>> Begin Record set
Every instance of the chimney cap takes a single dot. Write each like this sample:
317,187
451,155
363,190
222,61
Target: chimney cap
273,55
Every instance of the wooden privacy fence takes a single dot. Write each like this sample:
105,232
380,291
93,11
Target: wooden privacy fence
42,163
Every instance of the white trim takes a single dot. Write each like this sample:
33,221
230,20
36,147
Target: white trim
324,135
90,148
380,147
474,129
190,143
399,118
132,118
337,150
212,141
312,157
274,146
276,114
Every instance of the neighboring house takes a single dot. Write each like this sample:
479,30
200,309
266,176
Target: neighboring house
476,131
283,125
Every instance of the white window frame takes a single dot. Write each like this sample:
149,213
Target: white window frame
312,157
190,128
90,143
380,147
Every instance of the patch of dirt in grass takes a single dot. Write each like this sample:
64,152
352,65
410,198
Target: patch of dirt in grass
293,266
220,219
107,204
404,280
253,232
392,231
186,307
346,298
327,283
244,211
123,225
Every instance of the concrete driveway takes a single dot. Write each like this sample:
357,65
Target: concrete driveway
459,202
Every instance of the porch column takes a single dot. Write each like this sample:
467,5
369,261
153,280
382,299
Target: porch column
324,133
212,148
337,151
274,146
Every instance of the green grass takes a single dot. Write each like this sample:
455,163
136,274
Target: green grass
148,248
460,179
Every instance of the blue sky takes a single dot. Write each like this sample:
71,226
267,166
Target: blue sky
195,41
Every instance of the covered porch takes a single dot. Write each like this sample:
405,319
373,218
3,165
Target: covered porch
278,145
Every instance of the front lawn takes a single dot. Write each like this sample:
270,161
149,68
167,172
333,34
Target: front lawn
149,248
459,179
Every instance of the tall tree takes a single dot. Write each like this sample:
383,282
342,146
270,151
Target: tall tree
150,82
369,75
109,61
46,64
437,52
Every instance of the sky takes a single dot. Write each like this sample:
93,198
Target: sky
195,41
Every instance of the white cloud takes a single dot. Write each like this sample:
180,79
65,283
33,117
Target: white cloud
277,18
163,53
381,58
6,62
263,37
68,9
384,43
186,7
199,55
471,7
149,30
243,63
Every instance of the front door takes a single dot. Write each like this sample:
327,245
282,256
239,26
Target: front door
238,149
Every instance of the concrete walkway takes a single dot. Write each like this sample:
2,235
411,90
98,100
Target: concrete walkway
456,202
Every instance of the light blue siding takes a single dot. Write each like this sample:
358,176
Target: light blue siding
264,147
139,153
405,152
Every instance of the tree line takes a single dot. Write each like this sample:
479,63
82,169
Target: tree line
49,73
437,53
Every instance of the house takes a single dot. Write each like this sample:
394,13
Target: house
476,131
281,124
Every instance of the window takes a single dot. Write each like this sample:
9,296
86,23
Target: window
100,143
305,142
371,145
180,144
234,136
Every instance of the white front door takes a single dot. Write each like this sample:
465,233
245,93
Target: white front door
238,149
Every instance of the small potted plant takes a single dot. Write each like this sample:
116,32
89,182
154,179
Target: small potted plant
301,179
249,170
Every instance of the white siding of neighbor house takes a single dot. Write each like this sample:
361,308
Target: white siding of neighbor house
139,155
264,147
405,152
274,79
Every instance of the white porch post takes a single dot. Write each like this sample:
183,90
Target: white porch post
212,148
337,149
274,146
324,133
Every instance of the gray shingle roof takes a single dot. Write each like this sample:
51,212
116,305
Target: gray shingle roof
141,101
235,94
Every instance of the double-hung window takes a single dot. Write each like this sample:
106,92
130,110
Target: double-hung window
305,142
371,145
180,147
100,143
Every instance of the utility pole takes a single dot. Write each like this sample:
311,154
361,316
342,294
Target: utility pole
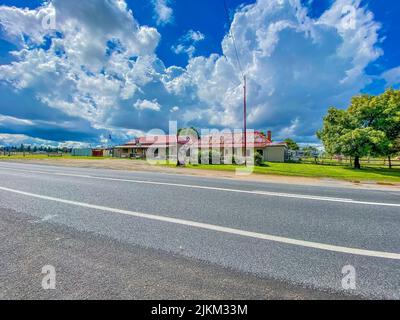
245,118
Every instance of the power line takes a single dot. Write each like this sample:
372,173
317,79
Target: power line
233,38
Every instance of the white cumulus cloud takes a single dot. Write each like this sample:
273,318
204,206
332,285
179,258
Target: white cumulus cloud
101,67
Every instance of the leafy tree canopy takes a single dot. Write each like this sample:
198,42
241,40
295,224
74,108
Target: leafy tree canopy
370,127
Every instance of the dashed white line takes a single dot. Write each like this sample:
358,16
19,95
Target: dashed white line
205,226
254,192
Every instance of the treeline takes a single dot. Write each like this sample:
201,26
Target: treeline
370,127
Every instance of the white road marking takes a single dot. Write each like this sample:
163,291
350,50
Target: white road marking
205,226
262,193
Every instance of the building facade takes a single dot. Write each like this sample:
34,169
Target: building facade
225,144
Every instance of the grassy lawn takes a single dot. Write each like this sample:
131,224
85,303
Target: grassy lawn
376,174
382,175
45,156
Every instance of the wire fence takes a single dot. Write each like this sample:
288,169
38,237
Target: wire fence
346,161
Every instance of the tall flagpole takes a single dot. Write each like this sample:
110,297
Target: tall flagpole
245,118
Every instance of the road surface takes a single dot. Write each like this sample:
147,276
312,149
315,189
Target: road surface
137,235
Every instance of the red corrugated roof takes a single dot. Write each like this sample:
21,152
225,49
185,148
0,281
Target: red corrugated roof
227,140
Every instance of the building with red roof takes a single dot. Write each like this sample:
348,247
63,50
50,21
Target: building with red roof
223,142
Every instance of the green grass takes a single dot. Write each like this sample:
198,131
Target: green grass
381,175
45,156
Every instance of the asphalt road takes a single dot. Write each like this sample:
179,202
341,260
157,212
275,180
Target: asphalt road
136,235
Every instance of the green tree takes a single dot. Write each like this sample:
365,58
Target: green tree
292,145
347,133
381,113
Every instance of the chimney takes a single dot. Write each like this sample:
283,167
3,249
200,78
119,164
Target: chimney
270,136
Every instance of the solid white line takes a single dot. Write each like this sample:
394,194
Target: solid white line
199,225
262,193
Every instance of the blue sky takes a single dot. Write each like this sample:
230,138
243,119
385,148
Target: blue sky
124,70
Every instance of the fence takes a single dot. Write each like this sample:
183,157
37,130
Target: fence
366,162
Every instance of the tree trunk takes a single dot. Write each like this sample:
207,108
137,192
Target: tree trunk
357,164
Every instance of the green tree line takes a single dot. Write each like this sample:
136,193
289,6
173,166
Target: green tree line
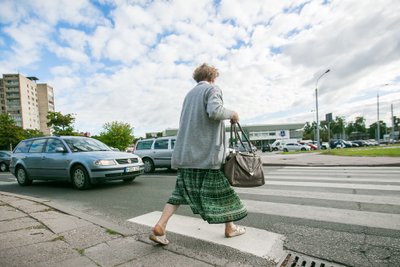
114,134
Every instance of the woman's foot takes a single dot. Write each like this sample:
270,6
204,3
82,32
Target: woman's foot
237,230
158,235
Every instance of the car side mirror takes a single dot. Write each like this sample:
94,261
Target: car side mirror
60,149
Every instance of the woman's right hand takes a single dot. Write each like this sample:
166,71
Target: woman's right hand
235,117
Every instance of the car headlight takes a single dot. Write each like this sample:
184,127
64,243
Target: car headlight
105,162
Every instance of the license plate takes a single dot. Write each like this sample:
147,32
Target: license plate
132,169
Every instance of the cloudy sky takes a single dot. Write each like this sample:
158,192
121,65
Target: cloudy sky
132,61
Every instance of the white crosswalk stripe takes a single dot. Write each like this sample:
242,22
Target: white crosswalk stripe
355,185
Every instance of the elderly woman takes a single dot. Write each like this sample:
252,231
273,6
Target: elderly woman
199,153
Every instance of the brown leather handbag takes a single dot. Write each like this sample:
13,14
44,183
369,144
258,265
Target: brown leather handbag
243,168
>> End Record set
Repeat the material verbatim. Do not carry over any picture.

_Result for this exercise_:
Every instance of the chimney cap takes a single dot. Write each like this sample:
317,187
451,155
363,190
222,61
Target: chimney cap
273,55
Every instance of the wooden privacy fence takes a single dot. Write each like this sample:
105,232
380,291
93,11
Target: wooden privacy fence
42,163
Every instance of the white trim takes a single dot. Write each like this sample:
33,221
230,20
36,147
Target: white trim
324,135
90,148
380,147
474,129
190,143
399,118
132,118
337,150
212,141
312,157
274,146
276,114
Every instance of the neighboring house takes a single dot. Write each like this sample:
479,30
200,309
266,176
Target: neighboring house
476,131
283,125
Every instance of the white window frame takes a single dot. Write each like this sample:
149,213
Target: white window frame
312,157
190,128
90,143
380,147
Every instance of the patch of dirt in grass takes a single dot. Write each like this sample:
64,152
352,65
410,198
Target: patch of dirt in grass
293,266
220,219
107,204
404,280
253,232
392,231
186,307
346,298
327,283
244,211
123,225
Every instance of the concrete driveway takes a single dot. Write each like this sample:
357,65
Target: concrete driveway
459,202
Every instance of the porch column takes a single dot. Write each like this sample:
467,5
369,261
153,280
382,299
Target: porch column
324,133
212,148
337,151
274,146
Every instance of the green grass takes a single dot. Write each like this sample:
455,163
136,274
Target: green grass
148,248
460,179
Every instance of the blue sky takes a single dot. Write each like this sample:
71,226
267,166
Target: blue sky
195,41
Every instance of the covered porch takes a single dot. Write each like this sample:
405,319
373,218
3,165
Target: covered porch
278,145
Every instance of the front lawn takes a single dot. Write each like this sample:
270,161
149,68
167,172
333,34
Target: front lawn
149,248
459,179
Every instance of the tall tree takes a single dot. Write each like this sample:
383,282
342,146
270,151
Target: tall tree
150,82
369,75
109,61
46,64
437,52
Every instance of the sky takes a single dot. Write each like this sample:
93,198
Target: sky
195,41
Every instance of the white cloud takes a single dot. Write each like this sample:
180,79
65,283
33,117
Target: white cloud
277,18
163,53
381,58
6,62
263,37
68,9
384,43
186,7
199,55
471,7
149,30
243,63
Every instance of the front door takes a single dot. Write each like this sample:
327,245
282,256
239,26
Target: front door
238,149
Every instance of the concrete walkway takes a single dot. Write each like this sample:
2,235
411,90
98,100
Target: concrete walkway
456,202
Every instance of the light blue siding takes a single dot. Write each like this sample:
358,176
Target: light blue siding
264,147
139,153
405,152
Every instance of the tree line takes a single dot. Write each like this sample:
479,63
82,169
Target: tree line
49,73
437,53
Every instance of the house takes a single dot. Write each like this sample:
394,13
Target: house
476,131
281,124
Every instance of the window takes a single dot. Write each like this sample:
9,296
86,23
Target: window
100,143
305,142
371,145
180,144
234,136
Every instance of the white front door takes a single dot. Write each like this sample:
465,233
245,93
Target: white front door
238,149
Every instance of the small potted plant takes a single dot. Write each like this sample:
116,32
89,182
154,179
Target: small potted plant
301,179
249,170
Every instance of the white siding of neighbor house takes a single dot. Write each like this sample:
361,308
Target: white siding of neighbor house
139,155
264,147
405,152
274,79
Every instance of the white porch post takes a single dot. Write each like this sample:
183,90
Target: white porch post
212,148
337,149
274,146
324,133
Every instance of the gray shingle roof takes a single dot. Write each like this sample:
51,212
116,305
Target: gray shingle roof
141,101
235,94
Every instance of the double-hung window takes a single dot. Write each like this sample:
106,92
130,110
Target: double-hung window
305,142
371,145
180,147
100,143
Every instance of the utility pole takes a single dot. Write each like this sample:
311,154
361,316
342,294
Target: utility pole
245,118
Every instance of the power line takes a single dot. Write each like this sample:
372,173
317,79
Target: power line
233,38
Every instance of the white cumulus cloud takes a single dot. Write each like this sample:
273,318
204,206
332,285
179,258
Target: white cumulus cloud
101,67
Every instance of the leafy tree canopy takes a single dot. Write each like this sample:
198,42
241,40
295,224
74,108
Target: leafy tree canopy
370,127
Every instance of the dashed white line takes a single dot. Write each like this sample:
358,16
19,95
Target: dashed white line
205,226
254,192
Every instance of the treeline takes a single dot. Write each like this sample:
201,26
Target: treeline
370,127
Every instance of the white road marking takes a single dot. Write each like this sample:
163,291
350,50
Target: white road marking
205,226
262,193
Every instance of the building facade takes a single dot. Write each like this sample:
34,169
Target: building facade
225,144
Every instance of the grassy lawn takes a single dot. Write each like this sample:
131,224
85,303
Target: grassy lawn
376,174
382,175
45,156
Every instance of the wire fence takes a single dot. Write each like this sample:
288,169
38,237
Target: wire fence
346,161
Every instance of the tall flagpole takes a single dot. Write each like this sample:
110,297
Target: tall flagpole
245,118
Every instance of the road surface takes a single dot. Write each like this sample:
147,276
312,149
315,189
Target: road surface
137,235
Every instance of the red corrugated roof takes a single dot. Write each like this sample:
21,152
225,49
185,148
0,281
Target: red corrugated roof
227,140
Every instance of the building with red roof takes a single dot. Write each like this sample:
348,247
63,50
50,21
Target: building with red roof
223,142
Every instance of the green grass takes a single dot. Write each like this sample:
198,131
Target: green grass
381,175
45,156
Every instance of the asphalt road takes a single dot. Write each like this sample:
179,202
341,260
157,212
275,180
Target: asphalt road
136,235
Every instance of the green tree takes a single dot. Write each like this sample:
365,58
Target: green tree
292,145
347,133
381,113
Every instance of the chimney takes a single dot. Write each like this sample:
283,167
3,249
200,78
119,164
Target: chimney
270,136
Every instance of the solid white line takes a single dot. Write each like this sample:
394,194
Target: solid white line
199,225
262,193
Every instance of the blue sky takes a single dot. Write each like this sample:
230,138
243,119
385,148
Target: blue sky
124,70
Every instance of the fence takes a single dot. Write each like this sample:
183,157
37,130
Target: fence
366,162
Every instance of the tree trunk takes a single dot. Write each like this sample:
207,108
137,192
Target: tree trunk
357,164
Every instance of the green tree line takes a single dot. Write each like this sample:
136,193
289,6
173,166
Target: green tree line
114,134
Every instance of the woman's foot takes a single dot. Write each like this sample:
270,6
204,3
82,32
Target: woman's foot
237,230
158,235
Every instance of the car side mirror takes a single dot. Write each like this sample:
94,261
Target: car side mirror
60,149
Every instance of the woman's right hand takes a single dot. Write each like this sample:
166,71
Target: woman's right hand
235,117
Every instance of the car headlight takes a single dot. Write each like this sample:
184,127
64,243
Target: car headlight
105,162
Every instance of the license plate takes a single dot. Write each like this sample:
147,32
Target: license plate
132,169
Every instance of the cloudy sky takes a single dot. Write each like this sample:
158,192
121,65
Target: cloudy sky
132,61
Every instance of the white crosswalk stripe takes a single dot. Write each like this sample:
242,22
Target: white crosswalk stripe
355,185
Every instance of the elderly woman takes a single dot. Write each like this sample:
252,231
273,6
Target: elderly woman
199,153
Every instance of the brown leather handbag takes a single dot. Write each like this sample:
13,14
44,183
369,144
258,265
Target: brown leather handbag
243,168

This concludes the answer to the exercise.